● Passage
• • •
Question

I have a Jacobi matrix (An) with all a's down the main diagonal, all b's in the diagonal above the a's and all c's in the diagonal below, everything else is zeroes...need help proving that detAn=a*detA(n-1)-bc*detA(n-2) for all n

Answer 1

If you help me out with what a Jacobi matrix is, I bet we can figure this out.

Answer 2

well it's actually not a jacobi, it's modified, jacobi means that whenever absolute(i-j) is bigger or equal to 2, Aij=0

Answer 3

Ok, but that is essentially taken care of in the rest of the statement.

Answer 4

right, what I wrote initially represents the matrix pretty well

Answer 5

Have you tried expanding the determinant by minors?

Answer 6

no I haven't yet

Answer 7

I see how to get the first term this way. I'm having some trouble seeing the second term without writing it out, but I can see how would most likely fall out.

Answer 8

I've been able to get the equation from solving detH3, but I cannot extend the equation for all n above 3

Answer 9

if this is undoable, my next question asks me to find H6..

Answer 10

sorry A6

Answer 11

Well, if we expand by minors in the first row, then we get
\[\det(A_{n})=a_{11}\left|\begin{array}{cccc}a_{22}&a_{23}&\ldots&a_{2n}\\a_{32}&a_{33}&\ldots&a_{3n}\\
\vdots&\vdots&\ddots&\vdots\\
a_{n2}&a_{n3}&\ldots&a_{nn}\end{array}\right|-a_{12}\left|\begin{array}{cccc}a_{21}&a_{23}&\ldots&a_{2n}\\a_{31}&a_{33}&\ldots&a_{3n}\\
\vdots&\vdots&\ddots&\vdots\\
a_{n1}&a_{n3}&\ldots&a_{nn}\end{array}\right|\]

Answer 12

\[+\ldots\pm a_{1n}\left|\begin{array}{cccc}a_{21}&a_{22}&\ldots&a_{2(n-1)}\\a_{31}&a_{32}&\ldots&a_{3(n-1)}\\
\vdots&\vdots&\ddots&\vdots\\
a_{n1}&a_{n2}&\ldots&a_{n(n-1)}\end{array}\right|\]

Answer 13

Notice that lopping off the first row and first column just gives us \(A_{n-1}\), so the first term will be the \(a\det(A_{n-1})\)
• • •
● Information shown
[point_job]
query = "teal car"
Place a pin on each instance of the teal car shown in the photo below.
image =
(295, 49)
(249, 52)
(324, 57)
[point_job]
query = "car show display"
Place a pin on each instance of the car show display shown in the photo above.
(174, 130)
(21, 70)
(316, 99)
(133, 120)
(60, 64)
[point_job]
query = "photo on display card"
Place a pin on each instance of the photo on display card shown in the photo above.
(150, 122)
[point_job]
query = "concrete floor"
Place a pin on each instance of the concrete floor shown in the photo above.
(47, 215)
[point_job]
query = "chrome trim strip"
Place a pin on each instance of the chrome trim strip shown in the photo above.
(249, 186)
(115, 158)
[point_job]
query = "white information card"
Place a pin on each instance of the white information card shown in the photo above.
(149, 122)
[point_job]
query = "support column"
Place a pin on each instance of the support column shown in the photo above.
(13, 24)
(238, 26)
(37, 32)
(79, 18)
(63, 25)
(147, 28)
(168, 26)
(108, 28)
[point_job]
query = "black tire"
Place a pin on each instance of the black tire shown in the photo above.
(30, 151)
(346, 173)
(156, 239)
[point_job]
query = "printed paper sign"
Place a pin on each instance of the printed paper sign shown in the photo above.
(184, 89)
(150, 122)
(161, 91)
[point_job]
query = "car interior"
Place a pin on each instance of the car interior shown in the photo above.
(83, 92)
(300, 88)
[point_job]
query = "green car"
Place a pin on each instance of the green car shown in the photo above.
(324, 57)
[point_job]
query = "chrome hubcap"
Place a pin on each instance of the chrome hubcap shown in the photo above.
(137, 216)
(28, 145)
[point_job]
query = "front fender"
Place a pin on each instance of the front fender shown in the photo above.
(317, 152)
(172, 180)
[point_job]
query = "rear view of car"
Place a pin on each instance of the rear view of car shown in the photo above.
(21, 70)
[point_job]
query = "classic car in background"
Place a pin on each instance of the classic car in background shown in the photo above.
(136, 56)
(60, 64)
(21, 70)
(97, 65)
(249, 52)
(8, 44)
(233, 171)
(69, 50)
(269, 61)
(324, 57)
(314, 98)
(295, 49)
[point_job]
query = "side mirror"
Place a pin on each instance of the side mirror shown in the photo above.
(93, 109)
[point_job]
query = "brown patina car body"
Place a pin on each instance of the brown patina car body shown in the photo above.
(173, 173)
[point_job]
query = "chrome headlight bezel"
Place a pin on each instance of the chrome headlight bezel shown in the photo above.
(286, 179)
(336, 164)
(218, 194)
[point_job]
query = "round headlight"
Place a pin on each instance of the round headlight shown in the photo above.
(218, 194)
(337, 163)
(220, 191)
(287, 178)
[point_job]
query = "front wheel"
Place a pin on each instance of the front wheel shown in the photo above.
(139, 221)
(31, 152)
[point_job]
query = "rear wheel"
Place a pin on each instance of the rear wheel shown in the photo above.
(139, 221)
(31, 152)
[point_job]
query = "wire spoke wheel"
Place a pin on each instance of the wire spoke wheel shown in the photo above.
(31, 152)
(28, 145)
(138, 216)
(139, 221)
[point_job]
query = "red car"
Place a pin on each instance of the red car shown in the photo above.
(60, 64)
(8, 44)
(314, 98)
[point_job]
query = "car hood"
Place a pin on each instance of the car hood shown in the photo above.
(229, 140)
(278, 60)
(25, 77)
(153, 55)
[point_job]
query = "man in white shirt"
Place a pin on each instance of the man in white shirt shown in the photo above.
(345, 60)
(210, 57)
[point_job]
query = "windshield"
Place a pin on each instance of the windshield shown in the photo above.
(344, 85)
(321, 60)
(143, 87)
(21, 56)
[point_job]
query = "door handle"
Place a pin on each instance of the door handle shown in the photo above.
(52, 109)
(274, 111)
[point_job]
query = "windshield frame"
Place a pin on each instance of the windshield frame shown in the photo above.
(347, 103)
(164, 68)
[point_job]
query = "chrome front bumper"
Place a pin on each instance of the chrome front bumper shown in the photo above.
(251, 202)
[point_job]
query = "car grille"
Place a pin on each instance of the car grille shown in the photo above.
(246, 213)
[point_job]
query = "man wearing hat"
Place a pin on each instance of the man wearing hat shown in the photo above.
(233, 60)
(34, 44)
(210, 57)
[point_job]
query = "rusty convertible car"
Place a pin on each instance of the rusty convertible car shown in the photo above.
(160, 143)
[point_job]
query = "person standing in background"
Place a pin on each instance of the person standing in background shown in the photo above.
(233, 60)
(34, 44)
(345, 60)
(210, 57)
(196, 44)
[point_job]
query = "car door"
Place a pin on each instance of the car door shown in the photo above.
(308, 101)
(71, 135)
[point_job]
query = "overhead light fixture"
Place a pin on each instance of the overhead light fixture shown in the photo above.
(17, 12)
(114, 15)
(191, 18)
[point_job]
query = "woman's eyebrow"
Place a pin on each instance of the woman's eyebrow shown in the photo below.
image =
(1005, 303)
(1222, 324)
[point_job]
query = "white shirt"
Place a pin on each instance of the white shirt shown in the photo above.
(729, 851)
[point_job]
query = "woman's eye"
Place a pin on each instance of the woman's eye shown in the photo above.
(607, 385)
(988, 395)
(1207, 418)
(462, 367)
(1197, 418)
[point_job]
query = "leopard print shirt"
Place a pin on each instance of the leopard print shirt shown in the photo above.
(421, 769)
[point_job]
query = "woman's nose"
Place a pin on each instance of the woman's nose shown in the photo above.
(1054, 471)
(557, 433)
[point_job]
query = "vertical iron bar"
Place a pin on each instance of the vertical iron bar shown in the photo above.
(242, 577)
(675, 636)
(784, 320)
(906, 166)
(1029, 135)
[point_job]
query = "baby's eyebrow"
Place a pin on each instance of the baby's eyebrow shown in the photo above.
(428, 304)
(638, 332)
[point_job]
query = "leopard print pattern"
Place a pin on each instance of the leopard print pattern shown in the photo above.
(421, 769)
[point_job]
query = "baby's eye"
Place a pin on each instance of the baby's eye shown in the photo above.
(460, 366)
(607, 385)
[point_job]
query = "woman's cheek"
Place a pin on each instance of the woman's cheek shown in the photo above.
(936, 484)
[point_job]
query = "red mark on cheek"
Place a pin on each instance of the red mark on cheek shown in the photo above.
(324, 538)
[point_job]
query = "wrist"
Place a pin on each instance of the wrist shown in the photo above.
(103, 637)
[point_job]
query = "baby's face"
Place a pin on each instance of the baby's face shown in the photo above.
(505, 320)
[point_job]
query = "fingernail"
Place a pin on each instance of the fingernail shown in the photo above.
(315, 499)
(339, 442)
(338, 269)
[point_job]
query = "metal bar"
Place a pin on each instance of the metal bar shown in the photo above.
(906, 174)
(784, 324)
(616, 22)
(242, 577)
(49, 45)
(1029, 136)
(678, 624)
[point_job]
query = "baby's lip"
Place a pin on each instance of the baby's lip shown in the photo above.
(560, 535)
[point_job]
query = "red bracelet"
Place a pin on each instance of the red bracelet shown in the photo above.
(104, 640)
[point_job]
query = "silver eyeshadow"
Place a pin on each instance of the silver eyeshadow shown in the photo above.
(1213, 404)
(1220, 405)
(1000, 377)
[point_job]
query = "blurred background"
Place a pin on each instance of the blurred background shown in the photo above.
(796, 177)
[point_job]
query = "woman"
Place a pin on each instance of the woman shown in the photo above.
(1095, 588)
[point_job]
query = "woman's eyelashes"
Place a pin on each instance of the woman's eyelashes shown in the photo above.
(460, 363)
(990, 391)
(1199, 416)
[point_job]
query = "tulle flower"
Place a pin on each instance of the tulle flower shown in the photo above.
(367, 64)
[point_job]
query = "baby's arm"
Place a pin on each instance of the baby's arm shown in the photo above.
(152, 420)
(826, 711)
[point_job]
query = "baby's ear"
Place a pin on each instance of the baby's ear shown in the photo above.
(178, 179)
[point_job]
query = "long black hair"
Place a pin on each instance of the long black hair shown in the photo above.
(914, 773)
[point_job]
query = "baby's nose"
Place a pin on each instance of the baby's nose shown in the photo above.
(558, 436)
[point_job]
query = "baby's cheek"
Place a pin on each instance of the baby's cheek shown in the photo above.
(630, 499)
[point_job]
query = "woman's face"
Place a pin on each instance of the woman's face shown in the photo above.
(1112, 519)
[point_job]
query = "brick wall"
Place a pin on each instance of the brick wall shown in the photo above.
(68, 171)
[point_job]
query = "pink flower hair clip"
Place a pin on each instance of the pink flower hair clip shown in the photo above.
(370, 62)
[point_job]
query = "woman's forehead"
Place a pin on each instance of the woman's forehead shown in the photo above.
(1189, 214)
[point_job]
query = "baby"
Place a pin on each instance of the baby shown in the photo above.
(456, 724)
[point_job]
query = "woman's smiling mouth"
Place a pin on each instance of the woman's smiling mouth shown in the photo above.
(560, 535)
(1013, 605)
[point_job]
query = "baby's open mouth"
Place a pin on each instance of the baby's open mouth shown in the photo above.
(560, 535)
• • •
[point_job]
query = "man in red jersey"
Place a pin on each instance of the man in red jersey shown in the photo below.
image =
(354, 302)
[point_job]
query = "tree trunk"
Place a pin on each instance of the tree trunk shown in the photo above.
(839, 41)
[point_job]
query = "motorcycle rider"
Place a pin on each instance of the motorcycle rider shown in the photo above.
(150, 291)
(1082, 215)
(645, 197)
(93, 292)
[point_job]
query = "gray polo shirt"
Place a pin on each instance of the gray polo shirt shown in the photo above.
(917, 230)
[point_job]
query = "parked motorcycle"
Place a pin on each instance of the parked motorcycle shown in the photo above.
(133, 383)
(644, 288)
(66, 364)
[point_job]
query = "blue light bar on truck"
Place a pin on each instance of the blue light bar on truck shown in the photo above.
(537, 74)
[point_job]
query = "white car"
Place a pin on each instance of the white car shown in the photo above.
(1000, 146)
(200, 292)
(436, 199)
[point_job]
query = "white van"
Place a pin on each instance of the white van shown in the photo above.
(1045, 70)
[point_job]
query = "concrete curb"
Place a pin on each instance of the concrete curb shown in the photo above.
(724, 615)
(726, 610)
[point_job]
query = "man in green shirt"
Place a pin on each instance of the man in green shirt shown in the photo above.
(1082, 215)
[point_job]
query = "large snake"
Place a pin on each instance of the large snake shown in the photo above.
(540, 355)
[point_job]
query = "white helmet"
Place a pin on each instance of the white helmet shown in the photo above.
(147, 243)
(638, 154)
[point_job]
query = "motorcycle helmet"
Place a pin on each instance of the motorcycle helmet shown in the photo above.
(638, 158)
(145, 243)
• • •
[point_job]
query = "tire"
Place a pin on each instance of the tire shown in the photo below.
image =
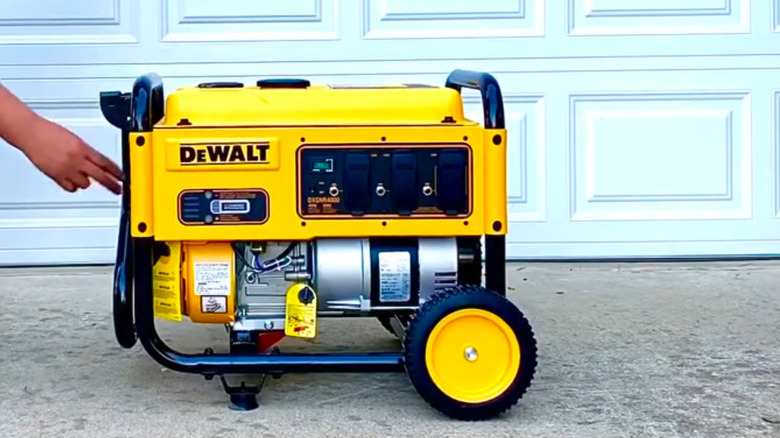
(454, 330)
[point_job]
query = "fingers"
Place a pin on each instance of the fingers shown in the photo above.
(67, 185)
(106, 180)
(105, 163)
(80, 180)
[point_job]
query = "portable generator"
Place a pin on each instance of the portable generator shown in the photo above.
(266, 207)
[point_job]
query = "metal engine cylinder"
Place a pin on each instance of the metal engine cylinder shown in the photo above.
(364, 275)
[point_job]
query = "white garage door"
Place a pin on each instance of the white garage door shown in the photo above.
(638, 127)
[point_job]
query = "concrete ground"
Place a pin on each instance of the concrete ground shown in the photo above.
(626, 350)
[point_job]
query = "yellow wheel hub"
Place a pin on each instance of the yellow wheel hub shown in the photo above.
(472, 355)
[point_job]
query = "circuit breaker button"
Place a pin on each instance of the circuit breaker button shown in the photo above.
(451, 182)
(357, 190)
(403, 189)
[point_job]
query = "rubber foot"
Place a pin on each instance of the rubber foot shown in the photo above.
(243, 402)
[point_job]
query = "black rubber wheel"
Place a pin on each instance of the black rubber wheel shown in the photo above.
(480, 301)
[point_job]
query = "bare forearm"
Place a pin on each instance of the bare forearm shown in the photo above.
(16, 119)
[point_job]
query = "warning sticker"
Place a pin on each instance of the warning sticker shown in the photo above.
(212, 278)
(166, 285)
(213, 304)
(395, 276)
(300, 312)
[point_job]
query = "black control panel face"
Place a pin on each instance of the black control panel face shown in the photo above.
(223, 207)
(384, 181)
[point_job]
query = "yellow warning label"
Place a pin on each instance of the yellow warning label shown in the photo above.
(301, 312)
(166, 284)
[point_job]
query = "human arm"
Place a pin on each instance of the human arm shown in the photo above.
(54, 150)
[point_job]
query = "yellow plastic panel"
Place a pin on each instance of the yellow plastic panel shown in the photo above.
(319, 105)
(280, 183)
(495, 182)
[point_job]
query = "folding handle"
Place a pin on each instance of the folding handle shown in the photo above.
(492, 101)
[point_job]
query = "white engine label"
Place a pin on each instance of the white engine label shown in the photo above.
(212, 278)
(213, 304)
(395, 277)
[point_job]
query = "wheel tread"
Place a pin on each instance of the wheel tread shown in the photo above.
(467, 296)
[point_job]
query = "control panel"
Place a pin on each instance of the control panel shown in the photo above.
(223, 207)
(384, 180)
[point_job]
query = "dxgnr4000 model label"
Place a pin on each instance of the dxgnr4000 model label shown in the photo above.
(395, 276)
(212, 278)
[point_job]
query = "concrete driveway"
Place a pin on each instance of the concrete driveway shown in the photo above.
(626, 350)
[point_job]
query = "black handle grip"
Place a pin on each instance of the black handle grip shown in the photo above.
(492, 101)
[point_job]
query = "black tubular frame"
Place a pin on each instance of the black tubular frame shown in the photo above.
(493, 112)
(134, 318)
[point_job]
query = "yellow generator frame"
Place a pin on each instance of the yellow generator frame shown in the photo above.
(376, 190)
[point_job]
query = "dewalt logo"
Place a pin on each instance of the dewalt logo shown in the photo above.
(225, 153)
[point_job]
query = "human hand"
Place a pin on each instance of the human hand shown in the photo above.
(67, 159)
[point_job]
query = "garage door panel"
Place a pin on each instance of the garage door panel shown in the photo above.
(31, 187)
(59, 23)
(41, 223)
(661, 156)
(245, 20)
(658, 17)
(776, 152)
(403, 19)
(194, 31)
• • •
● What is required
Copy out the determinant thread between "I see how to" and "to find H6..", inclusive, changing "equation" to "formula" each time it appears.

● Result for this exercise
I see how to get the first term this way. I'm having some trouble seeing the second term without writing it out, but I can see how would most likely fall out.

Answer 8

I've been able to get the formula from solving detH3, but I cannot extend the formula for all n above 3

Answer 9

if this is undoable, my next question asks me to find H6..